— START —
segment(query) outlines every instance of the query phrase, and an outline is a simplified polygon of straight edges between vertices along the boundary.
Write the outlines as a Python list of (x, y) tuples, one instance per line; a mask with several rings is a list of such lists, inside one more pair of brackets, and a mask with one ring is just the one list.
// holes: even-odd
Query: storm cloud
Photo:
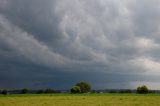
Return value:
[(0, 0), (0, 88), (160, 88), (160, 1)]

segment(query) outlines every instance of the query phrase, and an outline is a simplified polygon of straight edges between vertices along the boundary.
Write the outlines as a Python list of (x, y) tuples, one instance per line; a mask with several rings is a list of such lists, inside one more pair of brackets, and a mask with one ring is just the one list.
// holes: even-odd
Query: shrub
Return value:
[(28, 93), (28, 89), (27, 88), (22, 89), (21, 93), (22, 94), (27, 94)]
[(72, 89), (71, 89), (71, 93), (81, 93), (81, 89), (79, 86), (74, 86)]
[(137, 87), (137, 93), (147, 94), (147, 93), (149, 93), (149, 90), (148, 90), (147, 86), (143, 85), (143, 86)]
[(88, 93), (91, 90), (91, 85), (87, 82), (79, 82), (75, 86), (79, 86), (81, 93)]

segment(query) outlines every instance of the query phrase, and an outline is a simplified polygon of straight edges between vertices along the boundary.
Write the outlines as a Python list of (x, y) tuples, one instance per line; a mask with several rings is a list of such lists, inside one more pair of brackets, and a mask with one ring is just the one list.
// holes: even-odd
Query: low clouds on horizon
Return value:
[(159, 4), (0, 0), (0, 88), (160, 89)]

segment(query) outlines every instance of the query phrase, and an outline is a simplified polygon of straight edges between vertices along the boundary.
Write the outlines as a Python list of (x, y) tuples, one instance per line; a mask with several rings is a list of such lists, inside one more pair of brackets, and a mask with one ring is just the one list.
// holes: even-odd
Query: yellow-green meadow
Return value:
[(158, 94), (47, 94), (0, 96), (0, 106), (160, 106)]

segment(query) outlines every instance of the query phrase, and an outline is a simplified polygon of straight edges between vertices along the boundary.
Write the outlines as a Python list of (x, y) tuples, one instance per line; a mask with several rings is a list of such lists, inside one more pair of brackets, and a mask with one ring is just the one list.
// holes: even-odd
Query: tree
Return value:
[(28, 89), (27, 88), (22, 89), (21, 93), (22, 94), (27, 94), (28, 93)]
[(147, 94), (147, 93), (149, 93), (149, 90), (148, 90), (147, 86), (143, 85), (143, 86), (137, 87), (137, 93)]
[(71, 93), (80, 93), (81, 92), (81, 88), (79, 86), (74, 86), (71, 89)]
[(38, 90), (37, 91), (37, 94), (43, 94), (44, 93), (44, 90)]
[(91, 85), (88, 82), (79, 82), (75, 86), (79, 86), (81, 93), (87, 93), (91, 90)]
[(4, 89), (4, 90), (2, 90), (2, 94), (3, 94), (3, 95), (7, 95), (7, 93), (8, 93), (8, 91), (7, 91), (7, 90), (5, 90), (5, 89)]

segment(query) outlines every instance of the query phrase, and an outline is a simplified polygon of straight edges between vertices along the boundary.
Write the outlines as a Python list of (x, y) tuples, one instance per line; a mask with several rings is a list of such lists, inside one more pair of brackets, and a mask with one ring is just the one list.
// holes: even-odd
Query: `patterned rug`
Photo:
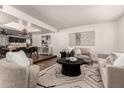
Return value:
[(61, 73), (61, 65), (55, 65), (40, 72), (37, 88), (103, 88), (98, 65), (81, 65), (81, 75), (65, 76)]

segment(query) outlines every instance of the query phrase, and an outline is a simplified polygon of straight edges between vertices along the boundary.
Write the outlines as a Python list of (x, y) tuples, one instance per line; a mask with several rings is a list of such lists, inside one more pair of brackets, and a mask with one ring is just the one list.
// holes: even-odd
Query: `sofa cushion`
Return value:
[(6, 53), (6, 59), (8, 62), (16, 63), (21, 66), (30, 65), (30, 61), (23, 51), (8, 52)]
[(83, 55), (89, 55), (90, 50), (88, 48), (80, 48), (81, 54)]
[(77, 58), (82, 58), (85, 62), (91, 62), (91, 58), (88, 55), (77, 55)]
[(124, 66), (124, 55), (118, 57), (118, 59), (114, 62), (114, 66)]

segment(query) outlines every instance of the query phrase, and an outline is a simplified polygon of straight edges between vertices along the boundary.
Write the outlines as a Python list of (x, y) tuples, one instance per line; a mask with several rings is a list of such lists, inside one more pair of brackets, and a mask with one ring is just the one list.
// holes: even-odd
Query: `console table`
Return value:
[(32, 57), (33, 53), (36, 53), (36, 56), (38, 58), (38, 47), (35, 46), (29, 46), (29, 47), (16, 47), (16, 48), (2, 48), (2, 53), (4, 53), (3, 55), (6, 54), (6, 52), (8, 51), (20, 51), (23, 50), (27, 55), (29, 55), (29, 57)]

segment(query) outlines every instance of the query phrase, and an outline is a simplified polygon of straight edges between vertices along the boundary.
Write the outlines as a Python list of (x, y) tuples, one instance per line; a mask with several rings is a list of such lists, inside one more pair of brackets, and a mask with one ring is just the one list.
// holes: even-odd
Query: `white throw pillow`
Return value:
[(80, 50), (80, 48), (77, 48), (77, 49), (75, 50), (75, 54), (76, 54), (76, 55), (81, 55), (81, 50)]
[(19, 52), (8, 52), (6, 54), (6, 59), (8, 62), (13, 62), (21, 66), (30, 65), (30, 61), (23, 51)]
[(115, 60), (113, 66), (124, 66), (124, 55), (119, 56), (118, 59)]

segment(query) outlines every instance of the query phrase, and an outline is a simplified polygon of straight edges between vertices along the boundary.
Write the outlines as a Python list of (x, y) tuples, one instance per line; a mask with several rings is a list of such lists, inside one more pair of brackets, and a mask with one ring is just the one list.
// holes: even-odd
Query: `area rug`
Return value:
[(81, 65), (81, 75), (65, 76), (61, 73), (61, 65), (53, 66), (40, 72), (37, 87), (44, 88), (103, 88), (103, 82), (97, 64)]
— END —
*Aim*. Rewrite the items above with every "Return value" swapped for "Result" and everything else left unchanged. Leave the pictures out of the answer.

*Completed exercise*.
segment(query) outlines every instance of the query phrase, and an outline is a simplified polygon of straight edges between vertices along the boundary.
Write the outlines as a Python list of (x, y) tuples, one instance per line; a mask with several rings is a list of such lists, inside one more pair of brackets, and a mask with one ring is just the one list.
// holes: even-odd
Query: storm cloud
Photo:
Result:
[(0, 0), (0, 88), (160, 88), (160, 1)]

segment(query) outlines every instance of the query phrase, and an outline is a simplified polygon of straight edges between vertices along the boundary.
Write the outlines as a Python list of (x, y) tuples, one instance per line; a mask with several rings is a list of such lists, inside one more pair of brackets, and a mask with one ring is just the one list.
// holes: even-odd
Query: shrub
Result:
[(28, 93), (28, 89), (27, 88), (22, 89), (21, 93), (22, 94), (27, 94)]
[(72, 89), (71, 89), (71, 93), (81, 93), (81, 89), (79, 86), (74, 86)]
[(137, 87), (137, 93), (147, 94), (147, 93), (149, 93), (149, 90), (148, 90), (147, 86), (143, 85), (143, 86)]
[(88, 93), (91, 90), (91, 85), (87, 82), (79, 82), (75, 86), (79, 86), (81, 93)]

segment(query) outlines every instance of the query phrase, and an outline is a simplified polygon of straight edges between vertices along the boundary.
Write the outlines as a Python list of (x, y) tuples, one instance per line; a mask with several rings is a list of such lists, inside one more pair of brackets, and a mask with one ring is just the one list.
// holes: even-odd
Query: low clouds on horizon
Result:
[(159, 4), (0, 0), (0, 88), (160, 89)]

segment(query) outlines every instance of the query phrase, and an outline is a simplified polygon of straight edges between vertices along the boundary.
Write the outlines as a Python list of (x, y) tuples, one instance per line; a mask with several rings is a list of such lists, inside one more pair of brackets, and a mask with one ring is just the one list.
// holes: even-odd
Query: yellow-green meadow
Result:
[(158, 94), (47, 94), (0, 96), (0, 106), (160, 106)]

segment(query) outlines every instance of the query phrase, and an outline is a simplified polygon of straight edges between vertices along the boundary.
Write the outlines as a Python list of (x, y) tuples, one instance per line; a mask with several rings is a list of such lists, inside one more pair of brackets, and a mask with one ring is just the one list.
// holes: even-odd
Query: tree
Result:
[(28, 89), (27, 88), (22, 89), (21, 93), (22, 94), (27, 94), (28, 93)]
[(147, 94), (147, 93), (149, 93), (149, 90), (148, 90), (147, 86), (143, 85), (143, 86), (137, 87), (137, 93)]
[(71, 93), (80, 93), (81, 92), (81, 88), (79, 86), (74, 86), (71, 89)]
[(38, 90), (37, 91), (37, 94), (43, 94), (44, 93), (44, 90)]
[(91, 85), (88, 82), (79, 82), (75, 86), (79, 86), (81, 93), (87, 93), (91, 90)]
[(4, 89), (4, 90), (2, 90), (2, 94), (3, 94), (3, 95), (7, 95), (7, 93), (8, 93), (8, 91), (7, 91), (7, 90), (5, 90), (5, 89)]

segment(query) outlines every instance of the query phrase, and an outline is a simplified polygon of straight edges between vertices along the boundary.
Write the outlines as a Python list of (x, y) tuples, one instance per line; a mask with several rings is a list of such lists, inside one more pair of brackets, and a mask with one ring is just the one list.
// holes: even-odd
Query: `patterned rug`
Photo:
Result:
[(61, 73), (61, 65), (55, 65), (40, 72), (37, 88), (103, 88), (98, 65), (81, 65), (81, 75), (65, 76)]

segment(query) outlines every instance of the query phrase, and an outline is a simplified polygon of straight edges between vertices along the boundary.
Write the outlines as a Python list of (x, y) tuples, one instance per line; a mask with several rings is a list of such lists, inside one more pair of brackets, and a mask with one ring is just the one list.
// holes: even-odd
Query: `sofa cushion`
Result:
[(6, 53), (6, 59), (8, 62), (16, 63), (21, 66), (30, 65), (30, 61), (23, 51), (8, 52)]
[(83, 55), (89, 55), (90, 50), (88, 48), (80, 48), (81, 54)]
[(77, 58), (82, 58), (85, 62), (91, 62), (91, 58), (88, 55), (77, 55)]
[(124, 66), (124, 55), (118, 57), (118, 59), (114, 62), (114, 66)]

segment(query) outlines every instance of the query phrase, and an outline is a simplified polygon of straight edges between vertices along the boundary.
Write the outlines as a Python list of (x, y) tuples, one instance per line; a mask with several rings is a list of such lists, inside one more pair of brackets, and a mask with one ring is just the one list.
// holes: even-odd
Query: `console table`
Result:
[(32, 57), (33, 53), (36, 53), (36, 56), (38, 58), (38, 47), (35, 46), (29, 46), (29, 47), (16, 47), (16, 48), (2, 48), (2, 53), (4, 53), (3, 55), (6, 54), (6, 52), (8, 51), (20, 51), (23, 50), (27, 55), (29, 55), (29, 57)]

segment(query) outlines every instance of the query phrase, and an outline is a simplified polygon of straight edges between vertices along the boundary.
Write the outlines as a Python list of (x, y) tuples, one instance per line; a mask with several rings is a list of such lists, inside one more pair of brackets, and a mask with one ring is just the one list.
// holes: even-odd
Query: `white throw pillow`
Result:
[(80, 50), (80, 48), (77, 48), (77, 49), (75, 50), (75, 54), (76, 54), (76, 55), (81, 55), (81, 50)]
[(19, 52), (8, 52), (6, 54), (6, 59), (8, 62), (13, 62), (21, 66), (30, 65), (30, 61), (23, 51)]
[(115, 60), (113, 66), (124, 66), (124, 55), (119, 56), (118, 59)]

segment(query) outlines every instance of the query phrase, and an outline is a simplified polygon of straight edges between vertices along the boundary.
Write the outlines as a Python list of (x, y) tuples, one instance per line; a mask with several rings is a list of such lists, inside one more pair of brackets, and a mask with one ring is just the one list.
// holes: even-odd
Query: `area rug`
Result:
[(81, 65), (81, 75), (65, 76), (61, 73), (61, 65), (53, 66), (40, 72), (37, 87), (44, 88), (103, 88), (103, 82), (97, 64)]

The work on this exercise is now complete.